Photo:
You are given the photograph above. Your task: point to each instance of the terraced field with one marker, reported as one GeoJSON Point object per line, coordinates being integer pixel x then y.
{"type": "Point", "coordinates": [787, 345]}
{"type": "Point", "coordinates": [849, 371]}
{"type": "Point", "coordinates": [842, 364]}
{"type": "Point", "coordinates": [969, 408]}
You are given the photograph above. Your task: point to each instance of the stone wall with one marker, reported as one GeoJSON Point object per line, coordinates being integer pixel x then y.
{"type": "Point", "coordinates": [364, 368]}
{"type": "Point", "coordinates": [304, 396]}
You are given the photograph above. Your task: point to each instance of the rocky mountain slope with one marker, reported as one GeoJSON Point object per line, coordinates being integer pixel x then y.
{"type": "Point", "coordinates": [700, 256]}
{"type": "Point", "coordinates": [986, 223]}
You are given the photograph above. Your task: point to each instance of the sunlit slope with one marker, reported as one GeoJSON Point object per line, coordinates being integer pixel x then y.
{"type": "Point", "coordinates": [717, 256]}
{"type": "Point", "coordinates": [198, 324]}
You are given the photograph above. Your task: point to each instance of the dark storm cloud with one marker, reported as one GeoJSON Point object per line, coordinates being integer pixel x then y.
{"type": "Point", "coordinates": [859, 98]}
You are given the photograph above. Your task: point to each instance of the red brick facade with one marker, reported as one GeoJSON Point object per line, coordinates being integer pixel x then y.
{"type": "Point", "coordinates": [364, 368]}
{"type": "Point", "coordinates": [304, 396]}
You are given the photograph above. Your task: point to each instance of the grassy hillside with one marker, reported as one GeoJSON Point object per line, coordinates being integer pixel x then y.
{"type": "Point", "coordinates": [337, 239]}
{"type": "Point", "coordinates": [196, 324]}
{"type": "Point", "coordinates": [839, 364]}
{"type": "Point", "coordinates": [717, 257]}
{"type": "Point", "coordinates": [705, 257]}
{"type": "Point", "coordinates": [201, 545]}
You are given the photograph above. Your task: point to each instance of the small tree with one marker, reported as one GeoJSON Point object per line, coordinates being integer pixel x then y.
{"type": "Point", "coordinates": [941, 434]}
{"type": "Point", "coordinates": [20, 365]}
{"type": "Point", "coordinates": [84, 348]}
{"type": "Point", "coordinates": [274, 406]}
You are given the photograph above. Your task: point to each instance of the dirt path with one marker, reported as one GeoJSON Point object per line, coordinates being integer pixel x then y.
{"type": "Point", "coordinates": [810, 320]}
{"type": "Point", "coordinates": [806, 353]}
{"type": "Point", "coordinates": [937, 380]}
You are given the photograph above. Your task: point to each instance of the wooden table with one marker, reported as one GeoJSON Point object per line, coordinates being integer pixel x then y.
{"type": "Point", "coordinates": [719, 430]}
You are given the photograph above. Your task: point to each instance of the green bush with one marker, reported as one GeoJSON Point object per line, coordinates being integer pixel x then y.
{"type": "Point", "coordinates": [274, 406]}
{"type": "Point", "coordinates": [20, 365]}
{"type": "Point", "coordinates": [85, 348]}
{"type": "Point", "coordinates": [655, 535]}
================================
What you will do
Quote every record above exactly.

Response
Photo:
You are given the photograph above. Your task: point to each instance of the terraced field with one marker, reported as one GeoJSON Point object per line, coordinates being integer pixel x then y.
{"type": "Point", "coordinates": [787, 345]}
{"type": "Point", "coordinates": [849, 371]}
{"type": "Point", "coordinates": [842, 364]}
{"type": "Point", "coordinates": [969, 408]}
You are given the photograph above. Your task: point to each instance of the stone wall with one marker, reported as one GeoJSON Point object per line, coordinates being integer pixel x then y.
{"type": "Point", "coordinates": [364, 368]}
{"type": "Point", "coordinates": [304, 396]}
You are given the photograph above. Your task: point to each instance of the rocky mountain slope with one marker, reported as one GeoJSON Point object per line, coordinates being integer pixel x then y.
{"type": "Point", "coordinates": [700, 256]}
{"type": "Point", "coordinates": [986, 223]}
You are given the photograph above. Your task: point to each instance of the sunlit slope with one marker, reported as one GeoJSON Point object per line, coordinates being integer pixel x then y.
{"type": "Point", "coordinates": [717, 256]}
{"type": "Point", "coordinates": [198, 324]}
You are given the photograph above. Your task: point to each instance of the dark storm cloud with one marker, reported as one GeoJSON Point object per line, coordinates being integer pixel x then y.
{"type": "Point", "coordinates": [859, 98]}
You are given the photograph above. Your task: point to each instance of the red brick facade with one marker, reported as one GeoJSON Point object per line, coordinates being integer pixel x then y.
{"type": "Point", "coordinates": [364, 368]}
{"type": "Point", "coordinates": [304, 396]}
You are given the photograph above. Your task: point to each instance of the grassy hillside with one marker, reported as one GeoJSON Point object per line, coordinates being integer pixel x then y.
{"type": "Point", "coordinates": [337, 239]}
{"type": "Point", "coordinates": [196, 324]}
{"type": "Point", "coordinates": [839, 364]}
{"type": "Point", "coordinates": [717, 257]}
{"type": "Point", "coordinates": [705, 257]}
{"type": "Point", "coordinates": [201, 545]}
You are given the photograph above. Your task: point to each instance of the small tree with one marker, reported as one GeoJSON Point object per line, coordinates being integer pixel x then y.
{"type": "Point", "coordinates": [941, 434]}
{"type": "Point", "coordinates": [20, 365]}
{"type": "Point", "coordinates": [84, 348]}
{"type": "Point", "coordinates": [274, 406]}
You are given the photograph above. Your task: point to each instance of the dirt path with one marker, reported as one GeoJSON Point object per line, coordinates being integer pixel x then y.
{"type": "Point", "coordinates": [810, 320]}
{"type": "Point", "coordinates": [806, 353]}
{"type": "Point", "coordinates": [937, 380]}
You are given the photograph above. Your task: point to each instance of the wooden table with one marker, reported as one GeoJSON Point object per line, coordinates being integer pixel x then y.
{"type": "Point", "coordinates": [719, 430]}
You are given the photograph above. Your task: point to each instance of the green bush with one marker, reported as one GeoJSON Point object per line, coordinates being integer pixel x then y.
{"type": "Point", "coordinates": [274, 406]}
{"type": "Point", "coordinates": [20, 365]}
{"type": "Point", "coordinates": [85, 348]}
{"type": "Point", "coordinates": [655, 535]}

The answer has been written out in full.